* _Texte de l'exercice_
☆ ☆ ☆ ☆ ☆ ☆ ☆

Antoine Deltour a été condamné à un an de prison avec sursis. Salarié du cabinet PricewaterhouseCoopers (PwC, conseils aux entreprises) à Luxembourg, il avait, fin 2014, fait fuiter 30.000 documents révélant les arrangements fiscaux du Grand Duché avec des centaines de multinationales.
Au procès qui s'est tenu il y a deux mois, le procureur luxembourgeois avait refusé le qualificatif de "lanceurs d'alerte". Antoine Deltour et Raphaël Halet (son collègue chez PwC Luxembourg, également français) avaient enfreint la loi et devaient être condamnés. Il avait requis 18 mois contre les deux anciens salariés du cabinet de conseil. Ils risquaient jusqu'à dix ans de prison ferme.
Les peines prononcées ce jour sont symboliques, mais c'est une condamnation malgré tout pour les deux hommes. Le journaliste de France 2 Edouard Perrin, 45 ans, qui avait révélé dans l'émission "Cash Investigation" les pratiques fiscales décriées du Grand-Duché grâce aux documents transmis par Antoine Deltour, a quant a lui été acquitté.
Deltour et Halet devraient faire appel du jugement. L'avocat de Raphaël Halet, Bernard Colin, avait indiqué à l'AFP avant le jugement que son client ferait appel "même pour une condamnation à un euro".
Les deux anciens salariés ont bien évidemment perdu leur job chez PwC. On comprend aisément qu'ils sont un peu tricards sur le marché de l'emploi. Ils ont beaucoup perdu dans cette affaire mais ne regrettent rien.

☆ ☆ ☆ ☆ ☆ ☆ ☆

Extraits de données:
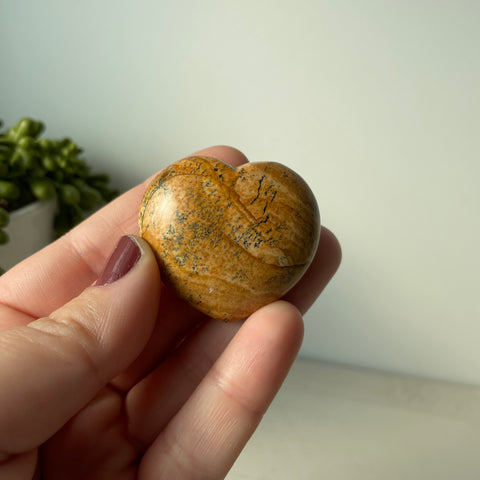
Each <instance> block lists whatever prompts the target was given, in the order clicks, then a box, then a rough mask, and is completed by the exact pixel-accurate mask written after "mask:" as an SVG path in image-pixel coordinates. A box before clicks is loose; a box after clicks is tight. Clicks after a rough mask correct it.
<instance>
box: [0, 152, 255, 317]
mask: <svg viewBox="0 0 480 480" xmlns="http://www.w3.org/2000/svg"><path fill="white" fill-rule="evenodd" d="M195 154H196V155H208V156H212V157H215V158H218V159H219V160H222V161H224V162H227V163H229V164H231V165H233V166H238V165H240V164H243V163H245V162H246V161H247V159H246V157H245V155H243V153H241V152H240V151H238V150H236V149H234V148H232V147H227V146H216V147H210V148H207V149H204V150H200V151H198V152H196V153H195ZM150 181H151V178H150V179H147V180H146V181H145V182H144V183H142V184H140V185H138V186H136V187H134V188H132V189H131V190H129V191H128V192H126V193H125V194H123V195H121V196H120V197H119V198H117V199H116V200H114V201H112V202H111V203H109V204H108V205H106V206H105V207H104V208H102V209H101V210H99V211H98V212H97V213H95V214H94V215H92V216H91V217H89V218H88V219H87V220H85V221H84V222H82V223H81V224H80V225H79V226H77V227H76V228H74V229H73V230H71V231H70V232H69V233H68V234H66V235H64V236H63V237H62V238H60V239H59V240H57V241H56V242H54V243H52V244H51V245H49V246H48V247H46V248H45V249H43V250H41V251H40V252H38V253H37V254H35V255H32V256H31V257H29V258H28V259H27V260H25V261H23V262H21V263H20V264H18V265H17V266H15V267H14V268H13V269H11V270H9V271H8V272H6V273H5V274H4V275H2V276H1V277H0V304H3V305H6V306H8V307H9V308H10V309H11V310H12V311H10V313H12V314H14V312H13V310H17V311H21V312H23V313H24V314H26V315H27V317H24V316H22V318H19V320H18V323H21V322H23V321H24V320H25V318H32V317H39V316H46V315H48V314H49V313H50V312H51V311H53V310H55V309H57V308H58V307H60V305H63V304H64V303H65V302H67V301H68V300H70V299H71V298H73V297H75V296H77V295H78V294H79V293H80V292H81V291H82V290H83V289H84V288H86V286H88V285H90V284H91V283H92V282H93V281H94V280H95V278H96V277H97V275H98V274H99V272H100V269H101V267H102V265H103V264H104V262H105V260H106V255H107V254H108V252H110V251H111V250H112V248H113V247H114V244H115V241H116V239H118V238H119V237H120V236H122V235H125V234H137V233H138V211H139V207H140V202H141V200H142V197H143V194H144V192H145V190H146V188H147V186H148V184H149V182H150ZM59 259H61V261H59Z"/></svg>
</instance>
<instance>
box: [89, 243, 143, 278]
mask: <svg viewBox="0 0 480 480" xmlns="http://www.w3.org/2000/svg"><path fill="white" fill-rule="evenodd" d="M141 256H142V252H141V251H140V248H139V246H138V245H137V243H136V242H135V240H133V239H132V238H130V237H129V236H128V235H125V236H123V237H121V238H120V240H119V241H118V243H117V246H116V247H115V249H114V250H113V253H112V254H111V255H110V258H109V259H108V260H107V263H106V264H105V267H104V268H103V271H102V273H101V274H100V276H99V277H98V280H97V282H96V283H95V285H98V286H104V285H109V284H110V283H113V282H115V281H116V280H118V279H119V278H122V277H123V276H124V275H125V274H126V273H127V272H129V271H130V270H131V269H132V267H133V266H134V265H135V264H136V263H137V262H138V260H139V258H140V257H141Z"/></svg>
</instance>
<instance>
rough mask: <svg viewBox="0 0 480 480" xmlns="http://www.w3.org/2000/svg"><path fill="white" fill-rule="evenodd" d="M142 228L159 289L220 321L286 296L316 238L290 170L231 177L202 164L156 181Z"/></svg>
mask: <svg viewBox="0 0 480 480" xmlns="http://www.w3.org/2000/svg"><path fill="white" fill-rule="evenodd" d="M139 225H140V234H141V235H142V237H143V238H144V239H145V240H147V241H148V242H149V244H150V245H151V246H152V248H153V249H154V251H155V253H156V255H157V258H158V262H159V265H160V269H161V273H162V278H163V281H164V283H165V284H166V285H167V286H168V287H170V288H172V289H173V290H174V291H175V292H176V293H177V295H178V296H180V297H181V298H183V299H184V300H186V301H187V302H188V303H189V304H191V305H193V306H194V307H195V308H197V309H198V310H200V311H201V312H203V313H205V314H207V315H209V316H210V317H213V318H217V319H221V320H225V321H232V320H239V319H242V318H245V317H247V316H248V315H250V314H251V313H253V312H254V311H255V310H257V309H258V308H260V307H261V306H263V305H266V304H268V303H270V302H272V301H274V300H277V299H279V298H280V297H282V296H283V295H284V294H285V293H286V292H287V291H288V290H290V288H292V287H293V285H295V283H296V282H297V281H298V280H299V279H300V278H301V276H302V275H303V274H304V272H305V270H306V269H307V268H308V266H309V264H310V262H311V261H312V259H313V256H314V254H315V251H316V249H317V245H318V239H319V234H320V216H319V212H318V206H317V202H316V200H315V197H314V195H313V193H312V192H311V190H310V188H309V187H308V185H307V184H306V183H305V182H304V181H303V179H302V178H301V177H300V176H299V175H297V174H296V173H295V172H293V171H292V170H290V169H289V168H287V167H285V166H283V165H281V164H279V163H273V162H258V163H247V164H244V165H242V166H241V167H238V168H237V169H235V168H232V167H231V166H229V165H227V164H226V163H223V162H221V161H219V160H216V159H214V158H209V157H201V156H196V157H189V158H185V159H183V160H180V161H178V162H176V163H173V164H172V165H170V166H169V167H167V168H165V169H164V170H162V171H161V172H160V173H159V175H158V176H157V177H156V178H155V179H154V180H153V182H152V183H151V184H150V186H149V187H148V189H147V191H146V192H145V195H144V197H143V200H142V205H141V208H140V216H139Z"/></svg>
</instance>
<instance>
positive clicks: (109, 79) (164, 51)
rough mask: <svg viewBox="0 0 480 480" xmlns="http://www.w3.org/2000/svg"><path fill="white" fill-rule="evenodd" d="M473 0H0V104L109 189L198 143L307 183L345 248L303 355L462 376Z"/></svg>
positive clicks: (475, 374)
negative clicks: (81, 163)
mask: <svg viewBox="0 0 480 480" xmlns="http://www.w3.org/2000/svg"><path fill="white" fill-rule="evenodd" d="M479 23H480V2H476V1H474V0H472V1H468V0H463V1H462V0H457V1H455V2H453V1H443V0H406V1H395V0H350V1H348V0H324V1H308V0H291V1H287V0H275V1H273V0H272V1H267V0H242V1H241V2H234V1H226V0H224V1H220V0H216V1H213V0H212V1H193V0H190V1H186V0H163V1H153V0H131V1H118V0H111V1H106V0H95V1H93V0H89V1H84V2H78V1H73V0H43V1H41V2H38V1H35V0H30V1H27V0H0V118H3V119H4V120H5V121H6V123H8V124H12V123H14V122H16V121H17V120H18V119H19V118H20V117H22V116H25V115H28V116H32V117H35V118H39V119H42V120H44V121H45V122H46V123H47V127H48V128H47V134H48V135H49V136H52V137H60V136H63V135H69V136H72V137H73V138H74V139H75V140H76V141H77V142H78V143H79V144H80V145H81V146H83V147H84V148H85V150H86V155H87V157H88V158H89V159H90V160H91V162H92V163H93V164H94V165H95V167H96V168H97V169H98V170H108V171H110V172H112V177H113V179H114V182H115V183H116V184H117V185H119V186H121V187H122V188H126V187H129V186H132V185H134V184H136V183H137V182H139V181H141V180H143V179H144V178H145V177H146V176H147V175H149V174H151V173H152V172H154V171H156V170H157V169H159V168H161V167H163V166H165V165H167V164H169V163H171V162H172V161H174V160H177V159H179V158H181V157H183V156H185V155H187V154H189V153H191V152H192V151H194V150H197V149H199V148H202V147H205V146H209V145H211V144H218V143H222V144H231V145H234V146H236V147H238V148H240V149H241V150H243V151H244V152H245V153H246V154H247V155H248V156H249V157H250V159H251V160H252V161H255V160H257V161H259V160H274V161H279V162H282V163H285V164H287V165H288V166H290V167H292V168H293V169H295V170H296V171H298V173H300V174H301V175H302V176H304V177H305V178H306V179H307V180H308V182H309V183H310V185H311V187H312V189H313V190H314V191H315V193H316V195H317V198H318V202H319V205H320V209H321V213H322V220H323V223H324V224H325V225H326V226H328V227H329V228H331V229H332V230H334V232H335V233H336V234H337V236H338V238H339V239H340V241H341V243H342V247H343V252H344V257H343V264H342V267H341V269H340V271H339V272H338V274H337V276H336V278H335V279H334V281H333V282H332V283H331V285H330V286H329V287H328V288H327V290H326V291H325V292H324V295H323V296H322V297H321V298H320V299H319V300H318V301H317V303H316V305H315V307H314V308H313V309H312V310H311V311H310V312H309V314H308V315H307V317H306V338H305V343H304V346H303V350H302V351H303V353H304V354H306V355H309V356H315V357H318V358H322V359H328V360H334V361H340V362H346V363H352V364H358V365H364V366H373V367H376V368H380V369H386V370H394V371H403V372H407V373H412V374H417V375H424V376H432V377H437V378H443V379H449V380H455V381H465V382H471V383H476V384H479V383H480V351H479V343H480V306H479V296H480V294H479V281H478V272H479V270H480V255H479V245H480V218H479V208H478V207H479V204H480V192H479V189H478V183H479V181H480V166H479V165H480V163H479V153H480V146H479V138H480V135H479V127H480V113H479V112H480V60H479V51H480V48H479V47H480V33H479V32H480V28H479Z"/></svg>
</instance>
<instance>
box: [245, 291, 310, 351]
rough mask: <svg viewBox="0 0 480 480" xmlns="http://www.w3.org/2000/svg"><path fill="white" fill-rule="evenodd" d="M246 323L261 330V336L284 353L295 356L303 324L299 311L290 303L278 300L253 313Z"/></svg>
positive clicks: (262, 307)
mask: <svg viewBox="0 0 480 480" xmlns="http://www.w3.org/2000/svg"><path fill="white" fill-rule="evenodd" d="M247 322H249V323H252V324H253V325H252V328H255V327H256V328H258V329H261V331H262V335H264V336H265V337H267V338H268V340H269V341H270V342H273V343H276V344H277V345H278V346H279V347H280V348H282V349H284V350H285V351H289V352H291V353H292V354H293V355H296V354H297V352H298V350H299V349H300V346H301V344H302V341H303V335H304V323H303V317H302V314H301V312H300V310H299V309H298V308H297V307H296V306H295V305H293V304H292V303H290V302H288V301H285V300H278V301H276V302H273V303H270V304H268V305H266V306H264V307H262V308H260V309H259V310H257V311H256V312H255V313H253V314H252V315H251V316H250V317H249V319H248V320H247Z"/></svg>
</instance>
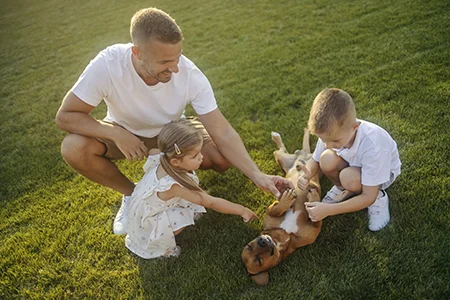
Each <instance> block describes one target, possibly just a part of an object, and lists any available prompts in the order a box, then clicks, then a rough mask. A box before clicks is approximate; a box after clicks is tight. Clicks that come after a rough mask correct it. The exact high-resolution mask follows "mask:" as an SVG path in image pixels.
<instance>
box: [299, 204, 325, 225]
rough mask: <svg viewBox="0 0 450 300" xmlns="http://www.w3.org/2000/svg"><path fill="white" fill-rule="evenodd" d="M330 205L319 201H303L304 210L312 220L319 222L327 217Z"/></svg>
mask: <svg viewBox="0 0 450 300" xmlns="http://www.w3.org/2000/svg"><path fill="white" fill-rule="evenodd" d="M330 205H331V204H327V203H321V202H305V207H306V211H307V212H308V215H309V218H310V219H311V221H313V222H319V221H320V220H323V219H325V218H326V217H328V216H329V215H330V213H329V209H330Z"/></svg>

☆ ☆ ☆ ☆ ☆ ☆ ☆

* _Consigne A_
Répondez aux questions suivantes d'après le texte de l'exercice.
(i) Combien de documents Antoine Deltour a-t-il fait fuiter fin 2014 ?
(ii) Quelle peine le procureur avait-il requise contre les deux anciens salariés ?
(iii) Quelle décision a été prise à l'égard du journaliste Edouard Perrin ?
* _Consigne B_
Indiquez si chacune des affirmations suivantes s'accorde avec le texte de l'exercice, puis citez les mots qui le prouvent.
(i) Raphaël Halet est français.
(ii) Le procureur a reconnu aux deux hommes la qualité de lanceurs d'alerte.
(iii) Les deux anciens salariés regrettent leurs actes.

* _Réponse attendue A_
(i) Il a fait fuiter 30.000 documents.
(ii) Il avait requis 18 mois.
(iii) Il a été acquitté.

* _Réponse attendue B_
(i) Oui : « son collègue chez PwC Luxembourg, également français ».
(ii) Non : « le procureur luxembourgeois avait refusé le qualificatif de "lanceurs d'alerte" ».
(iii) Non : « mais ne regrettent rien ».